Heavy snow can kill a tree during the winter
By Bev Johnson
Snow is coming. It is Minnesota after all, land of snow and frozen noses. If it is heavy and wet or mixed with sleet, it can really raise havoc with your trees and shrubs. Of course, you have protected the small shrubs that get the snow that slides off the roof unto them with 2X4 tripods and wrapped the small conifers that are exposed to the drying North winds, or haven’t you? No? well hop to it before you are hip deep in the stuff.
Heavy snow can actually kill a tree. If the tree has weak branches like the Siberian elm, green ash, and silver maple, you are apt to find branches littering the ground after a sleet storm. Clumps of trees like redbud or birch are also very susceptible to winter damage.
Upright conifers like arborvitaes and juniper are the most susceptible of tipping right out of the soil with a heavy load of ice. Spruce and fir are next. Pines are least damaged depending on size and if they are in a windy area. Winds just make a bad situation worse as they will whip the heavily burdened branches around.
Those “hairy telephone poles” of junipers that people plant on the corners of their houses have a nasty habit of splitting in half when they get a heavy ice load. Some will recover but often they have gotten too tall to look good at those corners. Cut them down and start over in the spring. Your house will thank you especially if the tree has been covering a window or rubbing on the shingles.
So, what should you do if our favorite conifer is loaded with ice? Don’t run right out and start beating the branches. The poor thing is already in trouble and doesn’t need to be spanked! Wait until the wind goes down and it warms a little. Then, gently, gently shake the branches or use a broom and lift them from the bottom. Brushing down could tear the bark that is already stressed.
If the tree is a large leaf bearing tree, don’t do anything. It is embarrassing to have to explain to an E.R. nurse that your tree hit you and that is why your arm is broken and you have a concussion.
If you are seeing spots before your eyes and you aren’t concussed, you may have small flying bugs in the house. These can be fruit flies, phorid flies also known as drain flies or fugus flies. Drain flies and fruit flies are not only in the drains but also on, rotting food, dirty mops and rags, broken sewer lines, dry pet food, cracks in kitchen equipment and the bottom of pet cages. (No this isn’t an excuse to get rid of the gerbil or parakeet.) In other words, in organic matter. You can spray them but, like Arnold “they will return”. Since they can carry diseases, you do need to search the offenders out and remove them.
If the flies are mostly around your plants, you have fungus flies. These stinkers lay eggs in the soil and can damage the roots of your plant to say nothing of them getting in your face when you brush by the plant. Start by either repotting the plant after you scrub the pot, or if that is difficult, cover the soil with about an inch of gravel. The colored stuff for aquariums looks great and adds some pizazz to the room. Now, quit watering it so much! You have been drowning the poor thing. Only water when the soil is dry about an inch below the surface. May your house be fly free.

_Collected data_
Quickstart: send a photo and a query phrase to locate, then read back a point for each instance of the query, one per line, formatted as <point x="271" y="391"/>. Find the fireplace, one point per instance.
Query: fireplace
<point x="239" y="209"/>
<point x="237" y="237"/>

_What is expected_
From the article on heavy snow and trees, return the part that begins with the words containing "Heavy snow can actually" and ends with "to winter damage.". The listing plays no part in what follows and can be set aside.

_Solution for this exercise_
Heavy snow can actually kill a tree. If the tree has weak branches like the Siberian elm, green ash, and silver maple, you are apt to find branches littering the ground after a sleet storm. Clumps of trees like redbud or birch are also very susceptible to winter damage.